**TASK DIRECTIONS**
Output the data word for word, dropping every image.

**Dataset items**
[start]

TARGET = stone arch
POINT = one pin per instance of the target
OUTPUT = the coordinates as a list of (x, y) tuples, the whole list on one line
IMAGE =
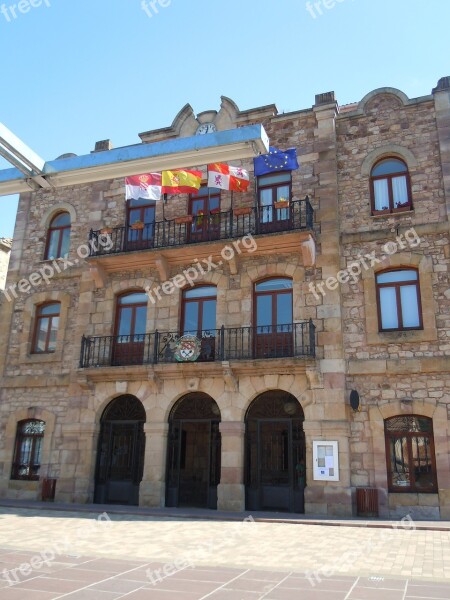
[(388, 150), (398, 94)]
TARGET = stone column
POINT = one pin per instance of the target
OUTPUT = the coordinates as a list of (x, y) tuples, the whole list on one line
[(231, 490), (152, 490)]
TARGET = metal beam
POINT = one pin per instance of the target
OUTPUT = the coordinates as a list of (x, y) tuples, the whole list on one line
[(222, 146)]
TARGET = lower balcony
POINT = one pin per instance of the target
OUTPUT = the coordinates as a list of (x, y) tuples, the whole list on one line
[(224, 344)]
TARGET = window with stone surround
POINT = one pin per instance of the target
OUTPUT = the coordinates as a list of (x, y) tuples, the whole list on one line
[(398, 300), (390, 187), (27, 451), (46, 328), (58, 237), (411, 463)]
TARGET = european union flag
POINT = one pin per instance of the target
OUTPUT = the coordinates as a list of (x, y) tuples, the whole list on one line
[(276, 160)]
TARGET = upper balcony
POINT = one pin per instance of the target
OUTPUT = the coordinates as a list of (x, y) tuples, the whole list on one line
[(207, 233)]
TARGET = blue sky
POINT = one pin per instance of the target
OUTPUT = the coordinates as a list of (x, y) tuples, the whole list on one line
[(80, 71)]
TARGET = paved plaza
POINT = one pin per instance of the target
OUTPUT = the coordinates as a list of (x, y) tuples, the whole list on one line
[(51, 554)]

[end]

**EXPECTED ANSWER**
TARGET = stone arch
POINT = one pin per instance of the target
OUTPUT = the coordinates as a list of (x, y) tuples, the whole list on one line
IMAGE =
[(388, 150), (398, 94)]
TARGET = stone column
POINT = one pin per instance of the target
OUTPUT = the coordinates as a list of (x, y) tuples, the whole list on one line
[(231, 490), (152, 490)]
TARGET = metal beam
POINT = one pin per instance of the target
OUTPUT = the coordinates as a list of (x, y) tuples, the whole list on one line
[(222, 146)]
TARGET = lower balcony
POINT = one pin per instance of the target
OUTPUT = the coordinates as a list of (x, y) tuples, the whole list on one line
[(224, 344)]
TARGET = window with stone surround
POINT = one pin per instance of the target
OUTPUT = the coordinates as a list of (x, y) tuples, the whole list on one line
[(398, 300), (390, 187), (27, 451), (46, 328), (58, 237), (411, 463)]
TARGET = european union flag
POINT = one pin per instance of the target
OUTPUT = the coordinates as a list of (x, y) tuples, the whole list on one line
[(276, 160)]
TARGET = upper balcony
POINT = one pin per instance of the target
OUTPUT = the coordinates as a list of (x, y) tuples, the whole list on one line
[(207, 233)]
TARGET = blue sky
POINT = one pin per instance of the target
OUTPUT = the coordinates as a list of (x, y) tuples, the whole list on one line
[(80, 71)]
TARGET = paved plaza
POINT = one pin per instance of the target
OUTPUT = the coordinates as a list of (x, y) tuples, the whole list on one line
[(51, 554)]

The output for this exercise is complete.